The Ancient Baby Carrier Making a Comeback
Native women are once again embracing the cradleboard because it’s both artistic and utilitarian.
By Chelsey Luger
YES! Magazine

There are strollers and swings, high chairs and play yards, vibration seats and musical floor mats. When it comes to devices for holding and transporting babies, the options are endless—so much so that millions of moms and dads spend hours online poring over reviews and ratings to then spend billions of dollars finding the safest, cutest, and most appropriate items for their little ones.

But one type of baby carrier has existed well before all others. It’s safe, economical, and beautiful. It comes in all types of designs and many, many sizes. Some are adorned in furs and leathers, others in colorful beads and shells. Some have intricate wood carvings and floral designs, while others are made of simple, natural fabrics such as muslin or cotton. Babies love this baby carrier, and so do moms. It’s practically perfect, but there’s a catch: It’s extremely difficult to find at any store or even any online shop.

It’s called the cradleboard, and it has been used by indigenous families from hundreds of nations across North America for thousands of years.

Once ubiquitous, they’re still used today, although they are now more of a rarity. The impacts of colonialism and cultural assimilation have taken away the tradition from many families whose grandparents or ancestors wore them. The decline of the cradleboard has mirrored the decline of other Native American customs and, depending on the tribe, region, or family, the tradition has remained about as intact as other traditional practices.

In your city, you might be more likely to see one in a museum than at a park (plenty of museums carry astounding collections of them), but there’s a chance that that will change in the near future. Cradleboards are being created, worn, and passed down once again. Both artistic and utilitarian, they’re nurturing indigenous babies today in increasing numbers. Although no data is available to measure how many cradleboards are in use today, anecdotally, several thousand are in circulation on reservations and in urban areas with high Native American populations.

But even though the practice is being revitalized within Native communities, it doesn't appear as though cradleboards will be readily available for non-Native people anytime soon. It is impossible to put a price on cradleboards, and because their design elements are so culturally significant and specific to families, an authentic cradleboard is not something that can be mass-produced.

Records from a collection:
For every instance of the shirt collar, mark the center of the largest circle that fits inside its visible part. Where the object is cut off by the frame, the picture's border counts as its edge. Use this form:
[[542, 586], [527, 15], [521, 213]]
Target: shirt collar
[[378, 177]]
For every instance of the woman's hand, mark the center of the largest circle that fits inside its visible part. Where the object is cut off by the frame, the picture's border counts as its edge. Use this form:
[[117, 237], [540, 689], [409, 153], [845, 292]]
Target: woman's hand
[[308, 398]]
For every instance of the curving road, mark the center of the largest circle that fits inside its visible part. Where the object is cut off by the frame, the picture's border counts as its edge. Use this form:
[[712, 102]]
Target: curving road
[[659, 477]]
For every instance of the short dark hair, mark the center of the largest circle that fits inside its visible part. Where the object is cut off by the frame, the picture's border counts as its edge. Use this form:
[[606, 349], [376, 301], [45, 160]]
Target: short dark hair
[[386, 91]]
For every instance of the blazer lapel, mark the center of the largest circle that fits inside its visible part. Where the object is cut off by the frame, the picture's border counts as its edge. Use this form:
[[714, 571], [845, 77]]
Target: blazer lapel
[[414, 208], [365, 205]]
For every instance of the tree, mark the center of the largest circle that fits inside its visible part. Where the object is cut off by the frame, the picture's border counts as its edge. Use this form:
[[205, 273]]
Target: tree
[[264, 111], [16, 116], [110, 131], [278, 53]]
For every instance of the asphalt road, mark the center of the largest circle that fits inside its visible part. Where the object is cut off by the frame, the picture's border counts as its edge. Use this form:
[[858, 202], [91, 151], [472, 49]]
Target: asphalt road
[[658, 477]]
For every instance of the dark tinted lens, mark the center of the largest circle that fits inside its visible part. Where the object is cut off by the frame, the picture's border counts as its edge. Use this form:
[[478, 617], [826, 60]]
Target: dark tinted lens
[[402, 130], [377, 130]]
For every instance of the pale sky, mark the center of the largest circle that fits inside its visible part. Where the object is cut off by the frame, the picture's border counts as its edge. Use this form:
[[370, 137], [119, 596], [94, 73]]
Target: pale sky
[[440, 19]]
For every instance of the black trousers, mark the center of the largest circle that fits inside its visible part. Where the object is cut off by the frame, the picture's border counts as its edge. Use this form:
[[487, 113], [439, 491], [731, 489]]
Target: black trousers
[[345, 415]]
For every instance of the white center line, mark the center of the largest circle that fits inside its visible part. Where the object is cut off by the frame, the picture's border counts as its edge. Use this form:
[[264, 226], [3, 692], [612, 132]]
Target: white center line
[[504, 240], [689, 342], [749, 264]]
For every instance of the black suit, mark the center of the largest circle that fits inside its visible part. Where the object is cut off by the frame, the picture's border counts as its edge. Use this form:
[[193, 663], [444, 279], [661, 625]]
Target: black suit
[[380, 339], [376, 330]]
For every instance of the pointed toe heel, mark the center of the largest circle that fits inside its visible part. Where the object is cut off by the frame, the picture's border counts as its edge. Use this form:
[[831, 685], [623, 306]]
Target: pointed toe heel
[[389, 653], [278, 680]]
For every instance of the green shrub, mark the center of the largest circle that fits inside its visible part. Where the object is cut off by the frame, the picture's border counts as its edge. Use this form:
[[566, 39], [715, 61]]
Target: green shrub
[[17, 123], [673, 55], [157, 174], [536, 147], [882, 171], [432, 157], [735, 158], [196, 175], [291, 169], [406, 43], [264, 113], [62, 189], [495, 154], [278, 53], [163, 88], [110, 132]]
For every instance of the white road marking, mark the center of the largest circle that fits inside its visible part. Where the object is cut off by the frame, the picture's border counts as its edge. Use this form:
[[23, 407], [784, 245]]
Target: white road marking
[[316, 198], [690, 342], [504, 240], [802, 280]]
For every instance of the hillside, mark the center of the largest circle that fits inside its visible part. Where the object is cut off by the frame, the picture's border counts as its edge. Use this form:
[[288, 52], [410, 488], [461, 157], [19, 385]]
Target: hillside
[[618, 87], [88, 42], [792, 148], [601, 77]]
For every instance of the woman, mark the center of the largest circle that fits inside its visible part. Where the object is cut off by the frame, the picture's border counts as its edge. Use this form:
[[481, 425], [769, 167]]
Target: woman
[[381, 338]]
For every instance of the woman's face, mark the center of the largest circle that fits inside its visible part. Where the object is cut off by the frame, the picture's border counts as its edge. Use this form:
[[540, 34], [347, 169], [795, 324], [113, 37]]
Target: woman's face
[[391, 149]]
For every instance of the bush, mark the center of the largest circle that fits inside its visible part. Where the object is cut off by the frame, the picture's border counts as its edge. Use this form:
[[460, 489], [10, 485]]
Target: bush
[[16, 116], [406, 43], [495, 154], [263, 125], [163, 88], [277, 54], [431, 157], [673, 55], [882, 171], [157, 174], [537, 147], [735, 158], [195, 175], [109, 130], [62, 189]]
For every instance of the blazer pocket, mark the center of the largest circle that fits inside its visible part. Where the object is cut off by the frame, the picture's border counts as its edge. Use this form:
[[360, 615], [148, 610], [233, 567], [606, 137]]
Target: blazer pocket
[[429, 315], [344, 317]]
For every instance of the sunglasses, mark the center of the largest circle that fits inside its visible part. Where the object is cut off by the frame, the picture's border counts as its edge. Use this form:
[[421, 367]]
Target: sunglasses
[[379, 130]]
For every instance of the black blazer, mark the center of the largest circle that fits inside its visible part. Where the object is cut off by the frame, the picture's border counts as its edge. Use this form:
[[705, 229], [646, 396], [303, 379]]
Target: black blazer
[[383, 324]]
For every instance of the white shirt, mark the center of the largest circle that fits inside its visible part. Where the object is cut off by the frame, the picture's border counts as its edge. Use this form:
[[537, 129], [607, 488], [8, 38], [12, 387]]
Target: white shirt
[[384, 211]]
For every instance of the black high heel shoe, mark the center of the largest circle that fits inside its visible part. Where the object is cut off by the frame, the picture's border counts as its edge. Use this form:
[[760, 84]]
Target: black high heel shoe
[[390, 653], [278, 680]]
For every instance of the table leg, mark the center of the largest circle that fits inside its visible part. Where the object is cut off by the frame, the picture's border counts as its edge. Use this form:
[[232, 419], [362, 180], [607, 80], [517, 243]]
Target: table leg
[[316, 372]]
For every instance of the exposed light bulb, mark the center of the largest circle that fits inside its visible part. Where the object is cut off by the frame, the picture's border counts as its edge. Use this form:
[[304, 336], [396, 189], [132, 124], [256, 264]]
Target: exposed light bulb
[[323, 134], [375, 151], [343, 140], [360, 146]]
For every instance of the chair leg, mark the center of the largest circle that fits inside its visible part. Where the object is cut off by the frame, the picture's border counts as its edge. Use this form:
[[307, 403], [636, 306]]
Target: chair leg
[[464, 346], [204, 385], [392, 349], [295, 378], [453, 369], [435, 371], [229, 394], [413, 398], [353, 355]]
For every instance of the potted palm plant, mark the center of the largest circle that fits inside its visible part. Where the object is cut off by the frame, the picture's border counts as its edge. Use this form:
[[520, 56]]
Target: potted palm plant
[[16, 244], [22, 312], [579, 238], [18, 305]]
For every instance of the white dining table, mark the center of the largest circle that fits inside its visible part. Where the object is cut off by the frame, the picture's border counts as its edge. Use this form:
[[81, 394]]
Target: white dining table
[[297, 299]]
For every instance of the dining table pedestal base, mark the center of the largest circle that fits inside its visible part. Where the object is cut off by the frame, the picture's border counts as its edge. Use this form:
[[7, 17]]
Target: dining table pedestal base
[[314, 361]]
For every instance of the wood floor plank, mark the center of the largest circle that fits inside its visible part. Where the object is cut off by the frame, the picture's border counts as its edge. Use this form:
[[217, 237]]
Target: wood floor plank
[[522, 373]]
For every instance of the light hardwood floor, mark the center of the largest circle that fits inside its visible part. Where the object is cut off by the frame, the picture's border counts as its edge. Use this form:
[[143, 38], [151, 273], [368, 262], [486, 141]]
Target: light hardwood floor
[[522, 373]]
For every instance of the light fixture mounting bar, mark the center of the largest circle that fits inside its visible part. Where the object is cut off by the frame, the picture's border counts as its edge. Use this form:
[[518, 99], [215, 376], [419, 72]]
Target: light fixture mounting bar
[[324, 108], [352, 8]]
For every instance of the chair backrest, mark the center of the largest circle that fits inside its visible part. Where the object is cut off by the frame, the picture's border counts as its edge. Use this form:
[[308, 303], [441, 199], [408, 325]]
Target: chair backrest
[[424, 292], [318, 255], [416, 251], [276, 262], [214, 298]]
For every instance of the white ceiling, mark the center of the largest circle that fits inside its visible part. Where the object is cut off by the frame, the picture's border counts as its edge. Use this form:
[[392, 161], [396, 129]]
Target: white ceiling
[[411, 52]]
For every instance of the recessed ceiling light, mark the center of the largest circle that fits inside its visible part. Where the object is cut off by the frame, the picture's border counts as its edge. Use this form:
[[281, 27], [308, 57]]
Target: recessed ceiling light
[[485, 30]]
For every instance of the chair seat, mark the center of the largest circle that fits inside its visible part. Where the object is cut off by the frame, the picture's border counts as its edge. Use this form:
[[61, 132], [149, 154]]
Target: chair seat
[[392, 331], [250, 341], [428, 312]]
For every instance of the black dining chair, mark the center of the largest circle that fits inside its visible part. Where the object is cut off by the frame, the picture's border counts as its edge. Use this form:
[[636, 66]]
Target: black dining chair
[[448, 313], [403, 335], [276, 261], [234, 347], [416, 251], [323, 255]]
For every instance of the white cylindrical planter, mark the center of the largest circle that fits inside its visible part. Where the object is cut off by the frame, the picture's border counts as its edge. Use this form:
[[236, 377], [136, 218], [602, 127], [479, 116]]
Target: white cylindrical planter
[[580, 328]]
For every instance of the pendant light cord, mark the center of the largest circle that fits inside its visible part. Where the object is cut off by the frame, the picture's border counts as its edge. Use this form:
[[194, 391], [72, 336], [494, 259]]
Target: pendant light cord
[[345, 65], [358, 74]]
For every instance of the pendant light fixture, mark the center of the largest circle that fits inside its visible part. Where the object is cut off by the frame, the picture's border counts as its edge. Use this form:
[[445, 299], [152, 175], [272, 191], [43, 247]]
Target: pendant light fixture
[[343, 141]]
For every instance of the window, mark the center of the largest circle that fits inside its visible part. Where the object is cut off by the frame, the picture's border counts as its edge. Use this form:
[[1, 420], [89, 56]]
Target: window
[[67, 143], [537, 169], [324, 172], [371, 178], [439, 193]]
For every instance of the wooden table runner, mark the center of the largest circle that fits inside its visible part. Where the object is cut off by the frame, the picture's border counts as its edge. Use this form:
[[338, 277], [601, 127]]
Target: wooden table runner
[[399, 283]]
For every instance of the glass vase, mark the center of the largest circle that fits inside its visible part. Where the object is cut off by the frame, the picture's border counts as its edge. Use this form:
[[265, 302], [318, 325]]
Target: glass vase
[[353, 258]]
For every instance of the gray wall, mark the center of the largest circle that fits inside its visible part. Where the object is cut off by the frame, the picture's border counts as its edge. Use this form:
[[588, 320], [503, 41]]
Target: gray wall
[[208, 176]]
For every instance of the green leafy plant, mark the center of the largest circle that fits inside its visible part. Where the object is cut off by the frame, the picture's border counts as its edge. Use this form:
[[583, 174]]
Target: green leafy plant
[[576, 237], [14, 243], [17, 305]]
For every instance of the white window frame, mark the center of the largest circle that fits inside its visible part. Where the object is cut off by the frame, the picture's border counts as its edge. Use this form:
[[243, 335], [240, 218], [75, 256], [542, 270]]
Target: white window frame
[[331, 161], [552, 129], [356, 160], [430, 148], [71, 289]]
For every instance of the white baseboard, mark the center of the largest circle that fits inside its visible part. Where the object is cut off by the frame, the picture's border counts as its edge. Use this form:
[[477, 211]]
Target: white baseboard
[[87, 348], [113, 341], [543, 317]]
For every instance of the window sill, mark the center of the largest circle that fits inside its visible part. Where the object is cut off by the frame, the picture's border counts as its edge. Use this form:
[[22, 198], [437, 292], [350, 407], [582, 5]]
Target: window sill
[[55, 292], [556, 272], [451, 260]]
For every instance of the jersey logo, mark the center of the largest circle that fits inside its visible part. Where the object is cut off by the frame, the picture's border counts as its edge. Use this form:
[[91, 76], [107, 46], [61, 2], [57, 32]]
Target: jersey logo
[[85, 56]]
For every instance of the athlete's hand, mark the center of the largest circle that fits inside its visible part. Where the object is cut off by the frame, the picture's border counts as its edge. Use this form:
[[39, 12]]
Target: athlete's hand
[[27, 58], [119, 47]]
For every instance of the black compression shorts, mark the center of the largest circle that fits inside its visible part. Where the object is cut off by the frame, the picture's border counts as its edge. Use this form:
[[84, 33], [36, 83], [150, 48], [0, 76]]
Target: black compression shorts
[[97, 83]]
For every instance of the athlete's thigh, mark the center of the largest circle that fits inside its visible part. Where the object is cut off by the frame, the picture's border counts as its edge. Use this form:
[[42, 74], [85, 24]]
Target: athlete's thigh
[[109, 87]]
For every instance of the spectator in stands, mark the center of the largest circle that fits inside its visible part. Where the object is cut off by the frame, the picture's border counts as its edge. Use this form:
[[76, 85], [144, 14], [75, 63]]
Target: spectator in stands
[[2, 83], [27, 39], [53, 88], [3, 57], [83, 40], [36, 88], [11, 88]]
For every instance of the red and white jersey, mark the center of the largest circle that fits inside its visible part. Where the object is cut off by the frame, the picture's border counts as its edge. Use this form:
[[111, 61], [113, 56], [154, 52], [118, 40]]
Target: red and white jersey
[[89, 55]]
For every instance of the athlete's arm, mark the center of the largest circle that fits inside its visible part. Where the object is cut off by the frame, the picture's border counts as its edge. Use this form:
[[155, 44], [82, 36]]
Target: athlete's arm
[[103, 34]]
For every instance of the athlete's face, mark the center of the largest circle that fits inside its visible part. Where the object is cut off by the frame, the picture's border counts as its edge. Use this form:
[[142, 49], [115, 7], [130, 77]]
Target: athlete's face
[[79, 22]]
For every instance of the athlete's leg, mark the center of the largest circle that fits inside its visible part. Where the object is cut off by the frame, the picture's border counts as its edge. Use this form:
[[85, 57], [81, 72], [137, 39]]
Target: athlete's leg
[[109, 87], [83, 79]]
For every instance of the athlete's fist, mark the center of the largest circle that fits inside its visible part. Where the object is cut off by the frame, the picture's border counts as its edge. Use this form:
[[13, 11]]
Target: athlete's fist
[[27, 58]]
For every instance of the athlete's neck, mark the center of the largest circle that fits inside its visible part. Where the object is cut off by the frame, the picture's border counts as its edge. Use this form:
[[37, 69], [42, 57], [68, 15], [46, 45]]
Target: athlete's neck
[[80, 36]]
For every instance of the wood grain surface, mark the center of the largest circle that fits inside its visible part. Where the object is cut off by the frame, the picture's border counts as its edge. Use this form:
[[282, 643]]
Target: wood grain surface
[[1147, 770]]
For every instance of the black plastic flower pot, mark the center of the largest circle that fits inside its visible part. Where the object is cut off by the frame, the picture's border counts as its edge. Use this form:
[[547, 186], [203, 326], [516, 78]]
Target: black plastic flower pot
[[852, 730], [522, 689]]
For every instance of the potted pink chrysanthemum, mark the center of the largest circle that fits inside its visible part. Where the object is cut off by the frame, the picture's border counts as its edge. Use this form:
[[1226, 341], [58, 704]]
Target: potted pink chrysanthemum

# CHECK YOUR UNDERSTANDING:
1) Answer these questions using the cradleboard article:
(a) For how long have indigenous families across North America used the cradleboard?
(b) What two forces does it say took the tradition away from many families?
(c) About how many cradleboards does it say are in circulation, based on anecdotal reports?
2) Print the passage of the cradleboard article starting at "In your city, you" and ending at "Native American populations.".
3) Proceed with the cradleboard article from the point where it stops.
The data from the collection is separate material, apart from the cradleboard article.

# EXPECTED OUTPUTS:
1)
(a) Thousands of years.
(b) Colonialism and cultural assimilation.
(c) Several thousand.

2)
In your city, you might be more likely to see one in a museum than at a park (plenty of museums carry astounding collections of them), but there’s a chance that that will change in the near future. Cradleboards are being created, worn, and passed down once again. Both artistic and utilitarian, they’re nurturing indigenous babies today in increasing numbers. Although no data is available to measure how many cradleboards are in use today, anecdotally, several thousand are in circulation on reservations and in urban areas with high Native American populations.

3)
Most cradleboards are made by people within the baby's family or close circle of friends, and the price is always negotiable and based on what parents and artists can afford; it is not uncommon to hear of a cradleboard-maker donating to a young family who cannot afford one.

Wakeah Jhane’s mother and little sister in family heirloom cradleboard. Photo provided by Wakeah Jhane

“When I was growing up, seeing my little sister in a cradleboard was pure magic to me,” she said, “I would watch over her while she slept in it, analyze its magnificence, and admire how it soothed her while my mother carried her in it.”

Wakeah Jhane, 22, from the Comanche Nation in Oklahoma, is an artist, aspiring midwife, and, quite possibly, one of the youngest cradleboard makers out there. She has been passionate about both art and babies ever since she was a small child.

Jhane was not carried in a cradleboard when she was a baby, but her little sister was. As a child, she observed and admired her family’s heirloom, which had been passed down to her mother from previous generations of women.

Jhane remained fascinated by cradleboards throughout her childhood and teens. She collected books carrying their pictures and researched different styles. They soon began to influence her ledger art paintings.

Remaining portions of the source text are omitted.